● Data for this task

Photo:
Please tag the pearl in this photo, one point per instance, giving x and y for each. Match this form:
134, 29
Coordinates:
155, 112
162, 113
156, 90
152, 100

● Set task
Output the data above as a numbered list, leaving out any blank lines.

● Worked solution
1. Photo:
2. Please tag the pearl in this photo, one point per instance, giving x and y for each. Match this form:
3. 134, 29
4. Coordinates:
5. 155, 112
6. 162, 113
7. 156, 90
8. 152, 100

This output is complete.